# [What is being asked]
Return each line of the listing below, unchanged, and omit the images.

====== Given records ======

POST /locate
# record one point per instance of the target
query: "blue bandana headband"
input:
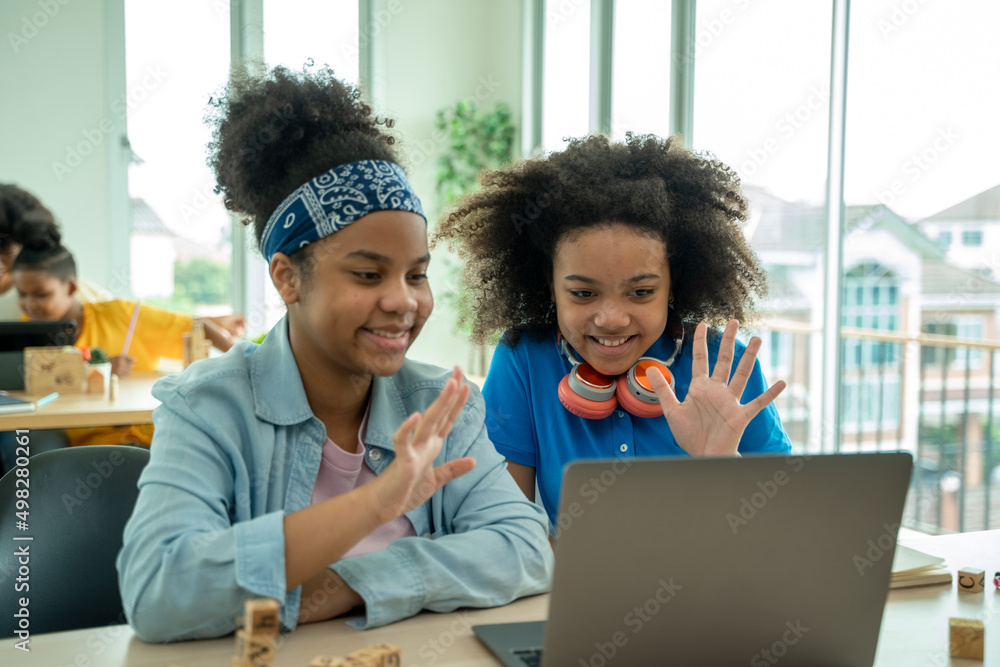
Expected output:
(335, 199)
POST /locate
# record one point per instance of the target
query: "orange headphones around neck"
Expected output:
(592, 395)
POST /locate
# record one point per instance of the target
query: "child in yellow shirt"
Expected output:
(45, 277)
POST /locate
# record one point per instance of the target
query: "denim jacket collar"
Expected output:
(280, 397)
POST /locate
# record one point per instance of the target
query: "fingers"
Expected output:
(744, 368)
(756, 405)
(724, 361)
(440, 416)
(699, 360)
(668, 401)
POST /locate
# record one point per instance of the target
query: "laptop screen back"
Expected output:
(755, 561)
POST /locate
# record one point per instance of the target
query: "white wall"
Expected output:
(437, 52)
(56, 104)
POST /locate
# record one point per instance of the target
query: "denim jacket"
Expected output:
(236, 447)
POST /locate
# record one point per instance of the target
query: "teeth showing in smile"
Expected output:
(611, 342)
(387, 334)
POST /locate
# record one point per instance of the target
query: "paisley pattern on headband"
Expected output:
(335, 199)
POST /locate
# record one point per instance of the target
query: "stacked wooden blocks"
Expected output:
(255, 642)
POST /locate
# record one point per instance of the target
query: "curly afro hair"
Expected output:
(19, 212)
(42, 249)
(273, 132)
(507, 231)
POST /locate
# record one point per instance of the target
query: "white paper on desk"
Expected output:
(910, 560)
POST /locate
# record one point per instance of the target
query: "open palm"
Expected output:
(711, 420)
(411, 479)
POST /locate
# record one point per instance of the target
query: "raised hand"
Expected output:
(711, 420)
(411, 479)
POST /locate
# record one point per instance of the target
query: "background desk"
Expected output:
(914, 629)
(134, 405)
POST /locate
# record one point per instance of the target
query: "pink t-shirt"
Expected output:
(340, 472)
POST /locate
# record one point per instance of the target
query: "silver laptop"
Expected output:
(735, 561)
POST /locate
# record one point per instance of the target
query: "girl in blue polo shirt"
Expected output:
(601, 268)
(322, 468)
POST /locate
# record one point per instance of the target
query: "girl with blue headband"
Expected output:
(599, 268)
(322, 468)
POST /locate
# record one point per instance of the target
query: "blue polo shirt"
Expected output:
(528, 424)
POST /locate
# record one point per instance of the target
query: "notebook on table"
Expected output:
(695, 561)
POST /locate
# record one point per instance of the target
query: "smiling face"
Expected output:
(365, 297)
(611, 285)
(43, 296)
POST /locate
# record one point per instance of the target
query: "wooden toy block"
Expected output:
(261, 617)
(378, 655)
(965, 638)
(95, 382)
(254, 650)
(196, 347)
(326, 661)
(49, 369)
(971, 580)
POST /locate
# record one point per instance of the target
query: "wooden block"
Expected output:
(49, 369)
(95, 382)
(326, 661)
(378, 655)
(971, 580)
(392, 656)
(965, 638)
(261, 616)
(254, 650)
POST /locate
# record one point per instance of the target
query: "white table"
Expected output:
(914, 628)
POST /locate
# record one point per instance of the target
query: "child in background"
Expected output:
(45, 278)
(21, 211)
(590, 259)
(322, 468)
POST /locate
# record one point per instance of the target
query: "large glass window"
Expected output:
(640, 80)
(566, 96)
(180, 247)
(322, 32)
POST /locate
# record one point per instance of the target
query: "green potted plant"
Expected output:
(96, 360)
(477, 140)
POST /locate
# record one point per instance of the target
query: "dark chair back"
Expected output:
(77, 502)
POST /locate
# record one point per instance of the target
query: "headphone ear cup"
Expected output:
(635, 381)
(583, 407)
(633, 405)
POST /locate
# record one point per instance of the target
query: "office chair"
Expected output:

======

# [Written solution]
POST /locate
# record one point per instance of the target
query: "blue bandana headband"
input:
Expected output:
(335, 199)
POST /locate
# record one point per instance of the target
query: "orange headphones around neck"
Expected output:
(592, 395)
POST /locate
# record one point per instance of the target
query: "child in yellow shirt"
Expected output:
(45, 277)
POST /locate
# record one point per instance of the target
query: "denim jacket collar"
Expected output:
(280, 397)
POST /locate
# record one point per instance of the target
query: "fingers"
Expected output:
(744, 368)
(756, 405)
(724, 361)
(440, 416)
(699, 360)
(668, 401)
POST /locate
# record one point per instance of the target
query: "laptop screen back"
Expected output:
(755, 561)
POST /locate
# record one point per instance of the target
query: "white wall"
Expected output:
(437, 52)
(56, 104)
POST /locate
# record one point per instance of the target
query: "denim jacket"
Expected output:
(236, 447)
POST /locate
# record one point per instance of the target
query: "teeth showing in smile"
Expected output:
(611, 342)
(387, 334)
POST /locate
# record one point per instance of the target
query: "paisley pattern on headband"
Expected output:
(335, 199)
POST /locate
# record one point per instance of the target
query: "stacked wooden blocks"
Expected output:
(255, 642)
POST /locate
# record one point per instance of the target
query: "curly afro hair"
Expected output:
(19, 212)
(42, 249)
(273, 132)
(507, 231)
POST /locate
# record one point per instance of the target
query: "white paper on desk"
Expected output:
(910, 560)
POST /locate
# record one point per instance of the target
query: "open palm"
Expected output:
(711, 420)
(411, 479)
POST /locate
# record one point per instance of the target
query: "raised hand"
Expected output:
(711, 420)
(411, 479)
POST /locate
# record one point per instance of the target
query: "background desk"
Expected output:
(914, 629)
(134, 405)
POST /locate
# record one point per instance of the target
query: "pink t-shirt"
Expected output:
(340, 472)
POST /locate
# record one point per instance of the target
query: "silver laptop"
Expected output:
(735, 561)
POST /locate
# record one point per instance of the target
query: "girl in blue polo shirt"
Expected output:
(601, 268)
(322, 468)
POST /locate
# record one point per instance of the target
query: "girl with blue headband"
Expected output:
(599, 268)
(322, 468)
POST /locate
# record one point per instance of the target
query: "blue polo shirt"
Expected output:
(528, 424)
POST /locate
# record one point per instance of the target
query: "notebook on table"
Expected output:
(695, 561)
POST /locate
# record one point per instance of the target
query: "smiling face"
Expected output:
(365, 297)
(611, 285)
(43, 296)
POST /locate
# record one point per instance of the target
query: "wooden toy block"
Expected output:
(261, 617)
(378, 655)
(965, 638)
(95, 382)
(254, 650)
(196, 347)
(326, 661)
(49, 369)
(971, 580)
POST /locate
# record one point per instance of the target
query: "wooden block"
Expected output:
(49, 369)
(95, 382)
(326, 661)
(378, 655)
(971, 580)
(392, 656)
(965, 638)
(261, 616)
(254, 650)
POST /locate
# record one point per instance of the target
query: "white table"
Expected output:
(914, 628)
POST /locate
# record one point per instance of the target
query: "child in background"
Expected output:
(45, 278)
(21, 211)
(590, 259)
(322, 468)
POST /locate
# record one point per instance of the target
query: "large glass window"
Expected output:
(640, 80)
(566, 96)
(180, 247)
(322, 32)
POST /locate
# record one point per instance of the target
query: "green potted plant"
Expected output:
(96, 360)
(477, 140)
POST /locate
# record one point per instance of the target
query: "dark chair back"
Expected output:
(77, 502)
POST /locate
# record one point per instance of the target
query: "headphone ear cup"
Expected output:
(635, 381)
(583, 407)
(633, 405)
POST /locate
# record one point per instance of the target
query: "office chair"
Expected output:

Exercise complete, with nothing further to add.